> _What you will do_
Begin with the line containing "If you could tag each instance of the shirt cuff" and copy each line exactly through the last line of the entries, inclusive.

> _Materials provided_
____

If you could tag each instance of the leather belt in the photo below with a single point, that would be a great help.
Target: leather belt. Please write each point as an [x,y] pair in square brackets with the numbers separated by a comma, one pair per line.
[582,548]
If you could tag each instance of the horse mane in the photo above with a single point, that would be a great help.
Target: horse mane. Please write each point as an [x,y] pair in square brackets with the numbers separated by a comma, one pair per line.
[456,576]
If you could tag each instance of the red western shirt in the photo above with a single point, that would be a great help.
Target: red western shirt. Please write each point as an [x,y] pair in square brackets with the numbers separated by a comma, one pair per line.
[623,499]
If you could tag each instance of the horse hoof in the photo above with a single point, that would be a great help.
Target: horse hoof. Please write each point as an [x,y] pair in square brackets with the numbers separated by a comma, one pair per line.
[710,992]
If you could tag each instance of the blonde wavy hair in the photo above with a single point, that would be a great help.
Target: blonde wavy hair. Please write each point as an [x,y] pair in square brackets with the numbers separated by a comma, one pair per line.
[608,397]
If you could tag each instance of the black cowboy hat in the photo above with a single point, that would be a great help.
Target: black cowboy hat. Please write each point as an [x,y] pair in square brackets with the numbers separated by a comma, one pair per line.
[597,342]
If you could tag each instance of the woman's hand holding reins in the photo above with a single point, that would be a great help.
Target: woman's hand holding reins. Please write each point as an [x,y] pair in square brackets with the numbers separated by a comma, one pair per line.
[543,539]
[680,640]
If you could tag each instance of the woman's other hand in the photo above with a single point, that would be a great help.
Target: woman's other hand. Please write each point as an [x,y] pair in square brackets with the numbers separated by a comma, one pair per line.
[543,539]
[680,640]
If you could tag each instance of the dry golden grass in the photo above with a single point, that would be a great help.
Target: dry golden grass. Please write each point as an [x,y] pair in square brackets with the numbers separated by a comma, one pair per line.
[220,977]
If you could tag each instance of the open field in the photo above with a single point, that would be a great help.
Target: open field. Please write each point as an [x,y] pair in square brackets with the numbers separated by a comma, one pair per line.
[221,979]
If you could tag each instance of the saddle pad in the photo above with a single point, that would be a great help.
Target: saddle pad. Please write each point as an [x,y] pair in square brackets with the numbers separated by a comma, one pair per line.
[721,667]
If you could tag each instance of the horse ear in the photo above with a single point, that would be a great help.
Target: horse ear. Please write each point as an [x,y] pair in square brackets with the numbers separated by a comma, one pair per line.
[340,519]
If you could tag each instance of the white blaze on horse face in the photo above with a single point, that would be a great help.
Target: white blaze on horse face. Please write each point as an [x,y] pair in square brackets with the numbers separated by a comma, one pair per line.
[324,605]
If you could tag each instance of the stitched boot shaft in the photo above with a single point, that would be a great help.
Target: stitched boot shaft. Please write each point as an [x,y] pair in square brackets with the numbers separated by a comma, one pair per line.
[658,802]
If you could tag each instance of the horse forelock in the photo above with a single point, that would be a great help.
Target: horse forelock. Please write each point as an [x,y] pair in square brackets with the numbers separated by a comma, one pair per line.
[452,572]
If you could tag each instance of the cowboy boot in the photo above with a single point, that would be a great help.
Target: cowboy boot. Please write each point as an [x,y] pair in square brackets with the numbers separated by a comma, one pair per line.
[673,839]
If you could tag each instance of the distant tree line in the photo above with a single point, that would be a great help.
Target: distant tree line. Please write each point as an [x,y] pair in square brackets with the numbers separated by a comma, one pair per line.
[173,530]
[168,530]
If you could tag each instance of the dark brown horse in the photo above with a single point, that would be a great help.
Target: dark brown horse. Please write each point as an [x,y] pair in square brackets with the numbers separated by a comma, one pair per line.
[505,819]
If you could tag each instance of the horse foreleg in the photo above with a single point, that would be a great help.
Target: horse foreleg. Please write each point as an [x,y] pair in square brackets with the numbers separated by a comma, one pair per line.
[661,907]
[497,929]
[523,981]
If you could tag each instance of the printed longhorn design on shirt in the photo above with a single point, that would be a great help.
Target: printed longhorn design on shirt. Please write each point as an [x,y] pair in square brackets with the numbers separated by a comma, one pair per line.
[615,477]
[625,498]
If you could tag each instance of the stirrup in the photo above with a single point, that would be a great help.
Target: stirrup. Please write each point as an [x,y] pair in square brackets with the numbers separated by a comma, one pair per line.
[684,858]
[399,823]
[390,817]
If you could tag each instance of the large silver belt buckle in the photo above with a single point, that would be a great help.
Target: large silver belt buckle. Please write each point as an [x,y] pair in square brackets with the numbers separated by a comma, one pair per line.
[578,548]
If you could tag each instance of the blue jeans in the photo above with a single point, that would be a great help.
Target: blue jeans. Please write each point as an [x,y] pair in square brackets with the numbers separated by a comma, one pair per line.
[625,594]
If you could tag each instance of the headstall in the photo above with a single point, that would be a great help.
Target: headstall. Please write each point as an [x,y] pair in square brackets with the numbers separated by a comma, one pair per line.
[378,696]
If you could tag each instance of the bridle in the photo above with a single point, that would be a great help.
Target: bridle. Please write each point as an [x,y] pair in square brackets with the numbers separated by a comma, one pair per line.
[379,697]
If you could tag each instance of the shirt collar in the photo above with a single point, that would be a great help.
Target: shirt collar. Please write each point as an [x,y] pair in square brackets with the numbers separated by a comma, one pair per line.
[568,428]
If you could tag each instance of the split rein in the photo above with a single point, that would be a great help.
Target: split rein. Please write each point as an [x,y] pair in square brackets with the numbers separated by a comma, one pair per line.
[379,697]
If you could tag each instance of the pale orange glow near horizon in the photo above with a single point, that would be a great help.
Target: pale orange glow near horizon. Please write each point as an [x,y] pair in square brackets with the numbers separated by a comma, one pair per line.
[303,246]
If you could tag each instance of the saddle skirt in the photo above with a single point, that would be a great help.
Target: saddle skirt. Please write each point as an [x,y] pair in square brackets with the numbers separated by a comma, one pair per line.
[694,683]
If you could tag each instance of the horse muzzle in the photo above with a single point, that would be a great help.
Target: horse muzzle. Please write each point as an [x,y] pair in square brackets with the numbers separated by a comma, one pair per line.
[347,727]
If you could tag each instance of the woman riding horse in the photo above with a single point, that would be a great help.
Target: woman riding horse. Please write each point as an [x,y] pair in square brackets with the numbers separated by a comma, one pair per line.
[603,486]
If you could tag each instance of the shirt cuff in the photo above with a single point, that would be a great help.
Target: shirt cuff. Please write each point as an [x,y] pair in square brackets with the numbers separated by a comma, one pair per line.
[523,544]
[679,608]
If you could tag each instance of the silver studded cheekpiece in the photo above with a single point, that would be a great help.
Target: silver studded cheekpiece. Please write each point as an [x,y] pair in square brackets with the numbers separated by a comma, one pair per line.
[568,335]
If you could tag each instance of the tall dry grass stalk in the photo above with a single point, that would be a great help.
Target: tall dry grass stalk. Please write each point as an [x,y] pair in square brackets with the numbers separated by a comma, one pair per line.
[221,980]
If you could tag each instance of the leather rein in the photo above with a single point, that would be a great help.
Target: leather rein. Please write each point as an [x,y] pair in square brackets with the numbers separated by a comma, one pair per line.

____

> _Output for this exercise_
If you could tag each instance of the shirt cuff in the photo above with a single point, that would be a great help.
Target: shirt cuff. Please write each point as an [x,y] pair in square brackets with the numbers separated by a comma, one pair per line.
[523,544]
[679,608]
If you could tag each instance of the silver studded cheekpiece in the photo above with a single point, that would be a great help.
Target: silver studded cheekpiece. Please write each point as an [x,y] pair in square brackets with the numbers separated by a comma, one pair per line.
[568,335]
If you could tag each instance of the tall dry grass stalk in the photo above with a single point, that would be a great help.
Target: tall dry grass stalk. Please write each point as an [x,y] pair in square brackets with the numbers separated by a comma, one pair per line.
[221,980]
If you could tag each instance of the leather rein in the photo above with a single point, that would be a great help.
Target: leather rein. Please write each point as an [x,y] pair in square brackets with the numbers separated by a comma, one pair per line.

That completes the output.